Extracted records:
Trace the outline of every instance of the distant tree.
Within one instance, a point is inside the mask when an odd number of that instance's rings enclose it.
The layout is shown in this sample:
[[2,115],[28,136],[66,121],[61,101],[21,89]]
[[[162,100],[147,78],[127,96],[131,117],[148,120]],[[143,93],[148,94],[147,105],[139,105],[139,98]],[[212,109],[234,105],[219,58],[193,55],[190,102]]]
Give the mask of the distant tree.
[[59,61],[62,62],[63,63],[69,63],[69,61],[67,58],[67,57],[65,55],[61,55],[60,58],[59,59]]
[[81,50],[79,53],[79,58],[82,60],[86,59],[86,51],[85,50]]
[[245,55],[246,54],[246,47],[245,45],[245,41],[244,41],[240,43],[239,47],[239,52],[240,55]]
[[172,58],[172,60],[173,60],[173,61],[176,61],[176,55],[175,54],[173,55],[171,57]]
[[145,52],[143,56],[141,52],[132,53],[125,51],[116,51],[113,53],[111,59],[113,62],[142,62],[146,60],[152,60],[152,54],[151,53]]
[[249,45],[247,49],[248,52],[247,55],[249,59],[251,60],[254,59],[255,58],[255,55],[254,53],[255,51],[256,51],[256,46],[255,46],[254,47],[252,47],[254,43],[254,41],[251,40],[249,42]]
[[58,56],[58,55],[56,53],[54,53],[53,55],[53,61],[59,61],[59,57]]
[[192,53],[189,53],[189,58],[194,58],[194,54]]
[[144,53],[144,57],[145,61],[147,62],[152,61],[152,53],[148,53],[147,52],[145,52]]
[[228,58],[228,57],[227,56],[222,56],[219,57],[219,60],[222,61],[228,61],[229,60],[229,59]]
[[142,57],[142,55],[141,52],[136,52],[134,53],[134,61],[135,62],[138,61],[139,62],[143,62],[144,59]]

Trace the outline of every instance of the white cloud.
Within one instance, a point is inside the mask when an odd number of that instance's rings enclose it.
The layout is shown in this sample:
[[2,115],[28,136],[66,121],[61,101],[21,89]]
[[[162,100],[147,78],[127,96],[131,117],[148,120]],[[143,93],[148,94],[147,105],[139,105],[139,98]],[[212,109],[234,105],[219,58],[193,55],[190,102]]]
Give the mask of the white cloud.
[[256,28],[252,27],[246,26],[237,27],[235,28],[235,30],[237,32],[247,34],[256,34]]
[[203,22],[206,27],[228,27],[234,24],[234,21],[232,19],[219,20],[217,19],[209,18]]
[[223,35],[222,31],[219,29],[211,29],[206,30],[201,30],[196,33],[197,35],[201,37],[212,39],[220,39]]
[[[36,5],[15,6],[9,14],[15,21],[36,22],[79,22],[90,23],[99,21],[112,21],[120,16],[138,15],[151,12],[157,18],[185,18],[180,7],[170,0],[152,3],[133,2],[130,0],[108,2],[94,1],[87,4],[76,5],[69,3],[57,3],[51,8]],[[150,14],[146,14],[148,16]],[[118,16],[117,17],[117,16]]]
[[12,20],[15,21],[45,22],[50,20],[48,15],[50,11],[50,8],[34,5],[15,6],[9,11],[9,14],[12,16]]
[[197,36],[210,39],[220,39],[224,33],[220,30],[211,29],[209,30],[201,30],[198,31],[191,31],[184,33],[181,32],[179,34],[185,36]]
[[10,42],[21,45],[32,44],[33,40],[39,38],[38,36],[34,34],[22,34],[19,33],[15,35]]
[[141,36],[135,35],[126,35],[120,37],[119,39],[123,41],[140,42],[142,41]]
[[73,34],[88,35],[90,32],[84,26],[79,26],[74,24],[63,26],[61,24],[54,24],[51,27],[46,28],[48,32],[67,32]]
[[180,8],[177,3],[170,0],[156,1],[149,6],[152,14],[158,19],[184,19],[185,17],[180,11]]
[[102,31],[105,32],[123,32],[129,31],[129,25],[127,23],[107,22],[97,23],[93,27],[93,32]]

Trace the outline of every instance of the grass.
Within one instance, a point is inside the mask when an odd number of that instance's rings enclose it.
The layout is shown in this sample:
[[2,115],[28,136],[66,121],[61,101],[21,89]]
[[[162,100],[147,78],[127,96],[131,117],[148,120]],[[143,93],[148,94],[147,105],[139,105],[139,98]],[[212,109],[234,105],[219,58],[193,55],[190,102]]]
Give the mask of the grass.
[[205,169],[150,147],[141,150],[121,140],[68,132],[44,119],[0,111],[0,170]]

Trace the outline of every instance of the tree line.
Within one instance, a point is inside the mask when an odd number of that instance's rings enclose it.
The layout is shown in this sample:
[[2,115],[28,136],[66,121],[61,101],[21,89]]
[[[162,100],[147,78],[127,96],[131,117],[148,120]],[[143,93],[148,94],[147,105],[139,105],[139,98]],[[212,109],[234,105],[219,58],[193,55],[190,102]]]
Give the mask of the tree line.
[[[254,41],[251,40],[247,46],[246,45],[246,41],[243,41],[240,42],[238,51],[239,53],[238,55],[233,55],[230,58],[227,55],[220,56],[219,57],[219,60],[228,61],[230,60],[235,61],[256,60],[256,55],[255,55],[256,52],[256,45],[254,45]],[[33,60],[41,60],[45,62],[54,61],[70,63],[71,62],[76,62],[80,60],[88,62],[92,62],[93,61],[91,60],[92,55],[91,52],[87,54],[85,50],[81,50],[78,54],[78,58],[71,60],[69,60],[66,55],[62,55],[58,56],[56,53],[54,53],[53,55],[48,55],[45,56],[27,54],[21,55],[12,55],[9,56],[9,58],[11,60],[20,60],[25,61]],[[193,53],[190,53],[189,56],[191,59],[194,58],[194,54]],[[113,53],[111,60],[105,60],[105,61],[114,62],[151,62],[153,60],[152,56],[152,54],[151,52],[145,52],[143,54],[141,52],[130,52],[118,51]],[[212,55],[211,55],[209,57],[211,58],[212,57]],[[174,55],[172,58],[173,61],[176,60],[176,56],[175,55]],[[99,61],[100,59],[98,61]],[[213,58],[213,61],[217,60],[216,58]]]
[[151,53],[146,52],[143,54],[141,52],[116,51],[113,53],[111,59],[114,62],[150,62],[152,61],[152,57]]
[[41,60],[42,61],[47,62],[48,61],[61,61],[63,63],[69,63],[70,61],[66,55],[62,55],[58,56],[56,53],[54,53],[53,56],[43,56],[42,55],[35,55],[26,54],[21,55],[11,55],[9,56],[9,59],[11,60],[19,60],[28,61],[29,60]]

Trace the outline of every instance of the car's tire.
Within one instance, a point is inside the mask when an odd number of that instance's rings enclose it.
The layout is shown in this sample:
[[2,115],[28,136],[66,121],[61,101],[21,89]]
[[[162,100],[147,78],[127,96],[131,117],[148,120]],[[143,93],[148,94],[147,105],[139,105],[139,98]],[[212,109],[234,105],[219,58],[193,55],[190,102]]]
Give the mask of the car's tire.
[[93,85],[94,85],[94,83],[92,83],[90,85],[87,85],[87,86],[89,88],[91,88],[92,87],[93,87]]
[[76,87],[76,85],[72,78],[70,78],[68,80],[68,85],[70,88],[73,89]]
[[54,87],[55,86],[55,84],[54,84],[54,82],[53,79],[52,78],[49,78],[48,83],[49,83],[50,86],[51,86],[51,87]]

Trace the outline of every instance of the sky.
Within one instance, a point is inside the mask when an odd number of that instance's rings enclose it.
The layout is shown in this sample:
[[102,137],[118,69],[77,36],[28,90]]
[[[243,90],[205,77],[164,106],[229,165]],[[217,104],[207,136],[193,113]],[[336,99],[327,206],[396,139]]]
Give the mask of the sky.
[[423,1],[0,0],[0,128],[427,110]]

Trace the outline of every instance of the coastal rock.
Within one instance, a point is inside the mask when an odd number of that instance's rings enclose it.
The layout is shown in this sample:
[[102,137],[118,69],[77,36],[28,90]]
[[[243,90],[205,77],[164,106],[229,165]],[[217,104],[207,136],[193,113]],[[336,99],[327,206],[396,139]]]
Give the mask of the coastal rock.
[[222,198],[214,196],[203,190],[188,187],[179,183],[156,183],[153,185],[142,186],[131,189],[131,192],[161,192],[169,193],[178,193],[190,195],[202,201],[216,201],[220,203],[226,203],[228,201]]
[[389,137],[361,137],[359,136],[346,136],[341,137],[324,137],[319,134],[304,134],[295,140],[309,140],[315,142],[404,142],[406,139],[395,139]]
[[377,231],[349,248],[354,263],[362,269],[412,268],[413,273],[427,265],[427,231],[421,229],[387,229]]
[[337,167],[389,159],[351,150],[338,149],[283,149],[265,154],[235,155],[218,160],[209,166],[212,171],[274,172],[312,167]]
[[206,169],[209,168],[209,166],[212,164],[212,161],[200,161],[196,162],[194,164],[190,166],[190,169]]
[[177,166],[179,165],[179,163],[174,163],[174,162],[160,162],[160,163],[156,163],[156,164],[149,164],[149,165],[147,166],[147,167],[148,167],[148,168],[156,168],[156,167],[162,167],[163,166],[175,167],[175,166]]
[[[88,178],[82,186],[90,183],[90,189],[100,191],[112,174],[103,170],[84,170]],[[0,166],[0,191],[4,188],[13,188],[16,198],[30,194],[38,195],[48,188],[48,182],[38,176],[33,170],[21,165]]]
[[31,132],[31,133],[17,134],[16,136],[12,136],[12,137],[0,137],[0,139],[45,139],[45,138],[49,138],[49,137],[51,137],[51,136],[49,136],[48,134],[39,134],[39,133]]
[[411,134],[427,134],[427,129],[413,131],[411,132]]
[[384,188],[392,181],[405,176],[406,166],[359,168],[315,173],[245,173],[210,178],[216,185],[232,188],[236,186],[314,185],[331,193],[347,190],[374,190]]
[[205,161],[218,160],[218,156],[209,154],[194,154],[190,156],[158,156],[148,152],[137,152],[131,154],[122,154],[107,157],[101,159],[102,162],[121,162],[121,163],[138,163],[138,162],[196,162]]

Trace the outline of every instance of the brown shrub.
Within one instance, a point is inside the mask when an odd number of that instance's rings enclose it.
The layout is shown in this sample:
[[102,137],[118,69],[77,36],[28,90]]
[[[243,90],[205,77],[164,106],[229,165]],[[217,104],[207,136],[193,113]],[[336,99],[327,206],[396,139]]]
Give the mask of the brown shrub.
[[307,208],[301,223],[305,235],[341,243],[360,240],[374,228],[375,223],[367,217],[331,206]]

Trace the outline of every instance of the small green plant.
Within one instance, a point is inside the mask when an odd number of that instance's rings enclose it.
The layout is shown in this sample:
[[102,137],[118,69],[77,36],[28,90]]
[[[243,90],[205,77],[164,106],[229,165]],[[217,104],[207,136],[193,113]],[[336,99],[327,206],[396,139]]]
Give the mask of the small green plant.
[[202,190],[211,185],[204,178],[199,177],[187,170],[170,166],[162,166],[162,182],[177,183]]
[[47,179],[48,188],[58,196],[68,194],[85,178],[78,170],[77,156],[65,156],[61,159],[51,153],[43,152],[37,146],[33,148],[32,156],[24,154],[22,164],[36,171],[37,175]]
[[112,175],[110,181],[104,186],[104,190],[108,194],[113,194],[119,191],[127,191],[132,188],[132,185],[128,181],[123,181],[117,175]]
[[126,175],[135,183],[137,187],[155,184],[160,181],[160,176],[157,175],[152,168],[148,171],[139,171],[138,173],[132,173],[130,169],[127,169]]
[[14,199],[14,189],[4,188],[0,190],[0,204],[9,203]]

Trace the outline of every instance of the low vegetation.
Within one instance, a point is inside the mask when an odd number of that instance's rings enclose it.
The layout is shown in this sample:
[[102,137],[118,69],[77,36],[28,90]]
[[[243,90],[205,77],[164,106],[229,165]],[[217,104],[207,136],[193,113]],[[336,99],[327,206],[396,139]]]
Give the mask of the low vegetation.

_Set problem_
Copy the records from the line with "Trace the outline of every instance of the tree" to the line with "Give the mask of the tree line.", substituting "forest edge" for "tree line" and changing nothing else.

_Result of this exercise_
Trace the outline of every instance of the forest edge.
Within one instance, a point is inside the mask when an odd number of that instance's rings enclose it.
The layout is shown in this sample:
[[2,115],[28,136],[66,121],[61,101],[21,89]]
[[[162,100],[147,78],[127,96],[131,117],[148,120]],[[143,93],[148,94],[147,105],[139,105],[139,98]],[[212,109],[234,105],[219,58],[193,55],[190,102]]]
Give the mask of the forest edge.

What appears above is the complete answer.